▶ **JOB**: Please gather every line in the entries below that contains the word "shoulder".

(Records of labeled points)
----------

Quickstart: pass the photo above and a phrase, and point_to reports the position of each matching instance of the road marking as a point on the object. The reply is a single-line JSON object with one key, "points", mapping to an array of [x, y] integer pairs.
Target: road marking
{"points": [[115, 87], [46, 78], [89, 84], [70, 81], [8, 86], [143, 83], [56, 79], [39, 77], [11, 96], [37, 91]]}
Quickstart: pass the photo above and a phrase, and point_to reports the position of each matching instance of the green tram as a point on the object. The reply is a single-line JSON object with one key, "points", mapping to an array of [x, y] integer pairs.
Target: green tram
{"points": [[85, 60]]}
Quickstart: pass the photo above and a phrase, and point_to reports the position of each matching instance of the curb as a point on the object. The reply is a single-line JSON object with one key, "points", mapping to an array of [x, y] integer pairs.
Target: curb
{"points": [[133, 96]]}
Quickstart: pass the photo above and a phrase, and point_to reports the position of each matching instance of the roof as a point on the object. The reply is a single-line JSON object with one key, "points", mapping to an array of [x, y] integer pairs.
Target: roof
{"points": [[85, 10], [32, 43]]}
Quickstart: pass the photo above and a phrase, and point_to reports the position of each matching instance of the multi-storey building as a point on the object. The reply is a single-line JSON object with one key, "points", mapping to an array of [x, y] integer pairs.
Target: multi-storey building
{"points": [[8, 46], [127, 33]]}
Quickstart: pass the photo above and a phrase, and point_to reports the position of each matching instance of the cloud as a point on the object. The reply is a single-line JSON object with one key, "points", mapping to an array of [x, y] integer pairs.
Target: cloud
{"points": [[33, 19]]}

----------

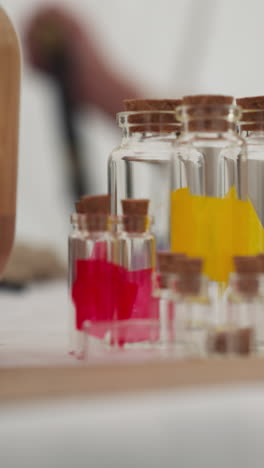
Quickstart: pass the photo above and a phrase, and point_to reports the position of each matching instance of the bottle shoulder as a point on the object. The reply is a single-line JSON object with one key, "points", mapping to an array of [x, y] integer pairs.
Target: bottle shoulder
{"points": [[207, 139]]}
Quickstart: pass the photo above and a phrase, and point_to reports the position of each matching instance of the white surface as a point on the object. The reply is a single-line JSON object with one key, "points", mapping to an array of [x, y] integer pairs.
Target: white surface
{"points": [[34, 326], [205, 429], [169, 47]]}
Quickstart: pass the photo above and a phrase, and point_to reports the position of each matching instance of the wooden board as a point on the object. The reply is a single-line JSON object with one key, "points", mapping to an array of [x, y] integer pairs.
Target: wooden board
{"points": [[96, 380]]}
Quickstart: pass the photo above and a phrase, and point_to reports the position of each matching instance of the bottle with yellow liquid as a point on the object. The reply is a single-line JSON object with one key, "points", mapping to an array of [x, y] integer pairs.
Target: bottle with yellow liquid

----------

▶ **WRITTEN SOLUTION**:
Quickstart: pass the photo above and a phrase, and point_to reports the position of each matching instance of the bottle shoulder as a point on the object. The reply is a single-line JSON object with one key, "points", mapping to an array of [x, y] integer pairs.
Target: bottle shoulder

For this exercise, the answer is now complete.